Text block >>
——

To answer the first question: it depends on how far we’re
willing to go to protect the programmer from dumb mistakes. In
the code that I’ve shown, there’s nothing to keep the programmer
from adding code after the main program … even another main
program. The code will just not be accessible. However, we
could access it via a FORWARD
statement, which we’ll be providing
later. As a matter of fact, many assembler language programmers
like to use the area just after the program to declare large,
uninitialized data blocks, so there may indeed be some value in
not requiring the main program to be last. We’ll leave it as it
is.
If we decide that we should give the programmer a little more help than that, it’s pretty easy to add some logic to kick us out of the loop once the main program has been processed. Or we could at least flag an error if someone tries to include two mains.
Calling the Procedure
If you’re satisfied that things are working, let’s address the second half of the equation … the call.

——

Given material >>
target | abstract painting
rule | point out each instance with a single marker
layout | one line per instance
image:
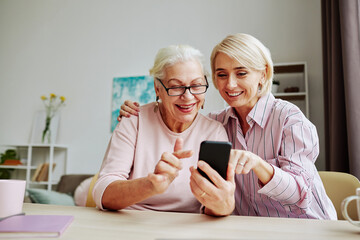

——

Challenges >>
- 1) According to the compiler passage, what statement could give access to code placed after the main program?
- 2) Set down the part of the compiler passage starting at "To answer the" and ending at "include two mains.".

Results in order >>
- 1) A FORWARD statement.

- 2)
To answer the first question: it depends on how far we’re
willing to go to protect the programmer from dumb mistakes. In
the code that I’ve shown, there’s nothing to keep the programmer
from adding code after the main program … even another main
program. The code will just not be accessible. However, we
could access it via a FORWARD
statement, which we’ll be providing
later. As a matter of fact, many assembler language programmers
like to use the area just after the program to declare large,
uninitialized data blocks, so there may indeed be some value in
not requiring the main program to be last. We’ll leave it as it
is.
If we decide that we should give the programmer a little more help than that, it’s pretty easy to add some logic to kick us out of the loop once the main program has been processed. Or we could at least flag an error if someone tries to include two mains.